START Excerpt

URL Validation Help in C

Hi friends,

I have been writing one c code to validate any url passed by a user.
Here is the code I have so far coded.
I am using one dictionary file to check values like http, https, www, ftp, etc for the URL that a user will pass for validation.

My code so far holds good for every thing except for if blank spaces or a new line character or a tab is mentioned in the URL string passed by user. I m getting a segmentation fault.

Please Help me.

#include<stdio.h>
#include<string.h>
#include<stdlib.h>
#define SIZE 50
char *domain1 = "com";
char *domain2 = "co.in";
char *domain3 = "org";
char *domain4 = "net";
char *domain5 = "in";
char *domain6 = "org.net";
static bool f_valid = 0;
bool matchURL(char *url, FILE *fp)
{
        int j = 0;
        int k = 0;
        char buff; 
        char *token1;
        char token2 = {0};
        char token3 = {0};
        char *delimeter = ".";

        token1 = strtok(url,delimeter);
 
        while ((fscanf(fp,"%s",buff)) != EOF)
        {
                if(0 == strcmp(buff,token1))
                {
                        f_valid = 1;
                }
                else
                {
                        f_valid = 0;
                }
        }
 
        j = 1 + strlen(token1);
 
        if (1 == f_valid) 
        { 
                while(url[j] != '.')
                {
                        token2[k] = url[j];
                        j++;
                        k++;
                }
        }
 
        if ((0 == strlen(token2)) || (0 == strcmp("www",token2)))
        {
                f_valid = 0;
        }
 
        j = 2 + (strlen(token1)+strlen(token2));
 
        k = 0;
 
        while(url[j] != '\0')
        {
                token3[k] = url[j];
                j++;
                k++;
        } 
 
        if(1 == f_valid)
        {
                if((0 == strcmp(domain1,token3)) || (0 == strcmp(domain2,token3)) || (0 == strcmp(domain3,token3)) || (0 == strcmp(domain4,token3)) || (0 == strcmp(domain5,token3)) || (0 == strcmp(domain6,token3)))

END Excerpt

- Written problem: Write out the passage of the forum post on URL validation in C between "if(1 == f_valid)" and "(0 == strcmp(domain6,token3)))", inclusive. The items after the forum post come from an unrelated source.

START Listed records

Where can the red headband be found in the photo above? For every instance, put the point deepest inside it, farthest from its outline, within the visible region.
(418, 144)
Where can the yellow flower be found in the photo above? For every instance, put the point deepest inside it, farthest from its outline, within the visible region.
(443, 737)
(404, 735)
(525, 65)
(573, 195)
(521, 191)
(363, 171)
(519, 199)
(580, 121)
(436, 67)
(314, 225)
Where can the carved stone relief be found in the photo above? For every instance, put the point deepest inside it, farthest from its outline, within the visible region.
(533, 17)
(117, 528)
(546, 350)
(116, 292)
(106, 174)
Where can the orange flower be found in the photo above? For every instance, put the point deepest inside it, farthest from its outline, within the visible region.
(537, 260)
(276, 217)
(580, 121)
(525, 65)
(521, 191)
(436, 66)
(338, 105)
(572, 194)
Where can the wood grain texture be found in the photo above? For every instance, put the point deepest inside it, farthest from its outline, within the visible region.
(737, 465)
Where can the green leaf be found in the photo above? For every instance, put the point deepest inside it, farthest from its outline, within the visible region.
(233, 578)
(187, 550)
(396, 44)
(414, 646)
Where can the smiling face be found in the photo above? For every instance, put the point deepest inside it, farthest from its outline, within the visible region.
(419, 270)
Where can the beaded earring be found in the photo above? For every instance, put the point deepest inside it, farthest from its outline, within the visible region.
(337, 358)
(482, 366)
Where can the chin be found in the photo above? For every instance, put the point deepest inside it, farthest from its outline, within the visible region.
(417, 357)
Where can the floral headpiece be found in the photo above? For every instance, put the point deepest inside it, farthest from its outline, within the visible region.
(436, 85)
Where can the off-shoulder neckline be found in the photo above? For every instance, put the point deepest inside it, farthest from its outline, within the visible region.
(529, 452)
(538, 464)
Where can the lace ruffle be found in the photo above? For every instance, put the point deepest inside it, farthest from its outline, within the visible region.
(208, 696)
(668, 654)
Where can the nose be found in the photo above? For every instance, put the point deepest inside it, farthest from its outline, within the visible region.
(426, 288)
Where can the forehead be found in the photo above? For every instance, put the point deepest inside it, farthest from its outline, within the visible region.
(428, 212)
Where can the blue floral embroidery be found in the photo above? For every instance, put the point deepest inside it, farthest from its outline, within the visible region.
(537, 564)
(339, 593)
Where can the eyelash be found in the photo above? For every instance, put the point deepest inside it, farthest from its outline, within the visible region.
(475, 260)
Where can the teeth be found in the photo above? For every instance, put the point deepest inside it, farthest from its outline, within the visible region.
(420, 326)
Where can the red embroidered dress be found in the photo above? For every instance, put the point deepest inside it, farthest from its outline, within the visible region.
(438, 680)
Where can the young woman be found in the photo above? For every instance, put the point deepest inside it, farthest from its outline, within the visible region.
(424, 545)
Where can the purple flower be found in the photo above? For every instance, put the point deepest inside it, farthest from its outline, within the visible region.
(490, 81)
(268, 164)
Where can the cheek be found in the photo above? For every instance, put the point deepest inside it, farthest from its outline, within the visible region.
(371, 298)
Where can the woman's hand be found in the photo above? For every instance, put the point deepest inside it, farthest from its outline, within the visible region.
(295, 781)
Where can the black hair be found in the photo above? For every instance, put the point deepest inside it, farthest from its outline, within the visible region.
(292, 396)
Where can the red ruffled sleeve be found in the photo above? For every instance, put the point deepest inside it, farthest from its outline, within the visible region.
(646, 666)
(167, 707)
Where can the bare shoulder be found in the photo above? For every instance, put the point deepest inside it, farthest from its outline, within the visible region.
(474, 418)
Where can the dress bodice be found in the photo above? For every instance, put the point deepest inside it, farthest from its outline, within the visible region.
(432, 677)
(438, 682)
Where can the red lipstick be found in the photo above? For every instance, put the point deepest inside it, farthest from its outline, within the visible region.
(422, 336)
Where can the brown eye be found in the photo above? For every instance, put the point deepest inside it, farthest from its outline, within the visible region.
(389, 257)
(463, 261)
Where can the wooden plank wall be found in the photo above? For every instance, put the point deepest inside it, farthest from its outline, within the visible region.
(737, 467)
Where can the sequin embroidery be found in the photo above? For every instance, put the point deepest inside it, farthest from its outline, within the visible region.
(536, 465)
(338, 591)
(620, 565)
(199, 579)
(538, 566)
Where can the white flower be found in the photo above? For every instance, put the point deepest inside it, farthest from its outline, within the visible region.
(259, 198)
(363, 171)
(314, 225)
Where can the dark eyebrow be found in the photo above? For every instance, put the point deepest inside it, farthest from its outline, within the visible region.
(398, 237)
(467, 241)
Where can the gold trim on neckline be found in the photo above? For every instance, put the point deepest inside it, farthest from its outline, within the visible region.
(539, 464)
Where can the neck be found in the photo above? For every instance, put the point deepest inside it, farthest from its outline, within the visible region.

END Listed records

- Task solution:
if(1 == f_valid)
        {
                if((0 == strcmp(domain1,token3)) || (0 == strcmp(domain2,token3)) || (0 == strcmp(domain3,token3)) || (0 == strcmp(domain4,token3)) || (0 == strcmp(domain5,token3)) || (0 == strcmp(domain6,token3)))